OBJECTIVE: Word for word, transcribe every line from the one holding "Target: wave in water" through the end of the records, but not the pictures.

Pointing dataset excerpts
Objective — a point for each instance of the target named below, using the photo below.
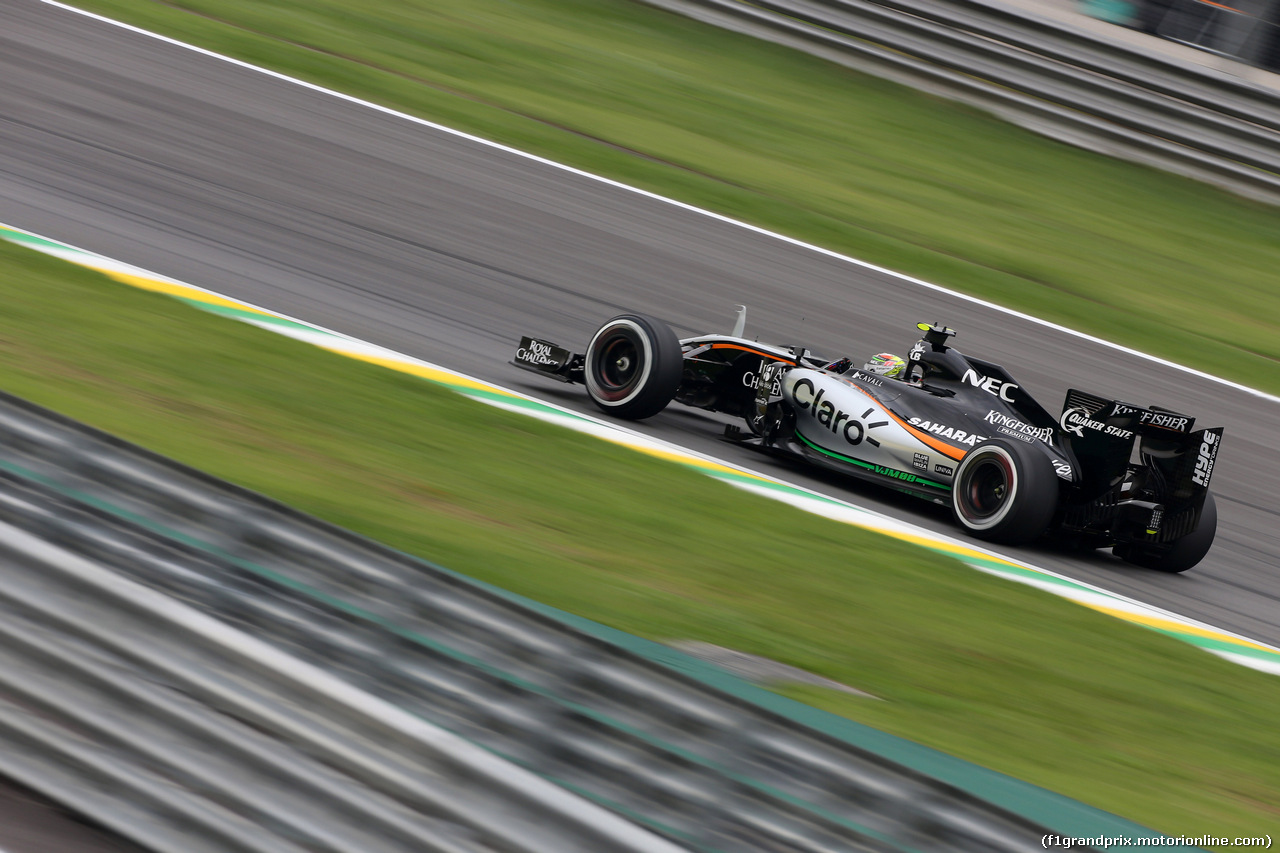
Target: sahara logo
(992, 386)
(942, 430)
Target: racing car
(952, 429)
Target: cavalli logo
(942, 430)
(1018, 429)
(1077, 419)
(999, 387)
(750, 381)
(536, 352)
(840, 423)
(1207, 456)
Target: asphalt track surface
(446, 249)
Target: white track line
(682, 205)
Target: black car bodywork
(956, 429)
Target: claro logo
(840, 423)
(1207, 456)
(999, 387)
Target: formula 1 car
(955, 429)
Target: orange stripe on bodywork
(763, 355)
(942, 447)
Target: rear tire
(1185, 552)
(632, 366)
(1005, 492)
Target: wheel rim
(620, 364)
(986, 489)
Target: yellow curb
(1169, 625)
(172, 288)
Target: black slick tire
(1005, 491)
(1184, 552)
(632, 366)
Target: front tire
(1184, 552)
(632, 366)
(1005, 492)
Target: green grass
(800, 146)
(1014, 679)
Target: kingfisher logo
(1207, 456)
(1018, 429)
(1164, 420)
(840, 423)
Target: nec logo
(999, 387)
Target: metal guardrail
(1069, 85)
(704, 769)
(191, 737)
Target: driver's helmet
(886, 364)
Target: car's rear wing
(1102, 433)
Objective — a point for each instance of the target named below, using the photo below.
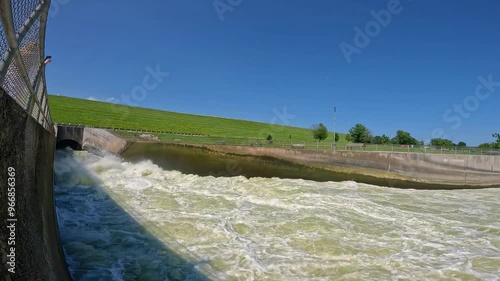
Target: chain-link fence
(197, 139)
(22, 43)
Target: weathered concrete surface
(29, 149)
(441, 169)
(69, 136)
(79, 138)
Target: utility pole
(334, 132)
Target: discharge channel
(136, 221)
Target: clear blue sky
(259, 55)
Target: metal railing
(22, 45)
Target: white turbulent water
(234, 228)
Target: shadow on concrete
(68, 143)
(102, 240)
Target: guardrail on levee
(200, 139)
(22, 45)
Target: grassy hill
(101, 114)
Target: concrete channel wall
(441, 169)
(28, 149)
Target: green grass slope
(101, 114)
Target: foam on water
(235, 228)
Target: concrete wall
(29, 149)
(463, 170)
(89, 138)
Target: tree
(485, 145)
(438, 142)
(337, 137)
(496, 135)
(320, 132)
(497, 143)
(269, 138)
(383, 139)
(359, 134)
(403, 137)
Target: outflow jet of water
(136, 221)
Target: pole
(334, 132)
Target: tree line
(359, 133)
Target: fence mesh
(22, 69)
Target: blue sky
(246, 59)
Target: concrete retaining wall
(29, 149)
(102, 139)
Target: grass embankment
(107, 115)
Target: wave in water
(136, 221)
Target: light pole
(334, 132)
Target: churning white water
(125, 221)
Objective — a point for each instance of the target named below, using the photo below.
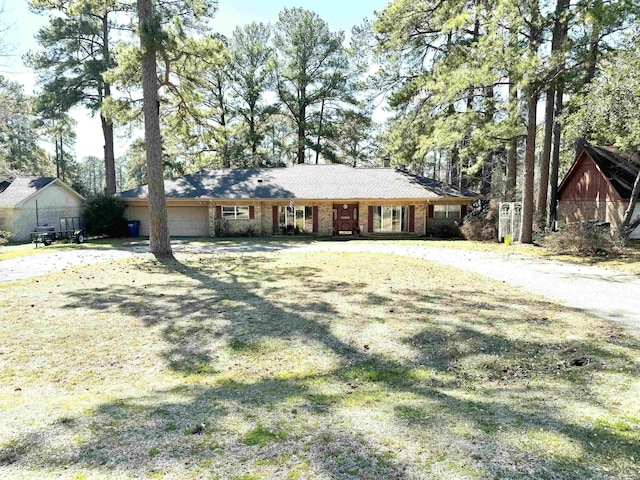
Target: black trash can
(134, 228)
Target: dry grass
(308, 366)
(24, 249)
(627, 262)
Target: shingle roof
(304, 181)
(21, 188)
(620, 170)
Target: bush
(4, 237)
(482, 225)
(586, 239)
(103, 214)
(444, 230)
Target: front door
(345, 219)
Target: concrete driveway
(601, 293)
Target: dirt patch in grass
(308, 365)
(628, 261)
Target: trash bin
(134, 228)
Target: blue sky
(339, 14)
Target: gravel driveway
(602, 293)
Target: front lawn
(308, 365)
(24, 249)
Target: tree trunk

THE OUTPUT:
Target: wave in water
(136, 221)
Target: light pole
(334, 132)
Target: churning white water
(125, 221)
Objective — a point for each instance of the target named below, using the photo below.
Target: black trash can
(134, 228)
Target: dry grass
(308, 366)
(24, 249)
(627, 262)
Target: shingle roof
(304, 181)
(21, 188)
(620, 170)
Target: bush
(4, 237)
(482, 225)
(586, 239)
(103, 214)
(444, 230)
Target: front door
(345, 219)
Target: concrete driveway
(601, 293)
Target: dirt patch in grass
(308, 365)
(628, 261)
Target: trash bin
(134, 228)
Target: blue sky
(339, 14)
Target: gravel driveway
(602, 293)
Target: front lawn
(308, 365)
(24, 249)
Target: tree trunk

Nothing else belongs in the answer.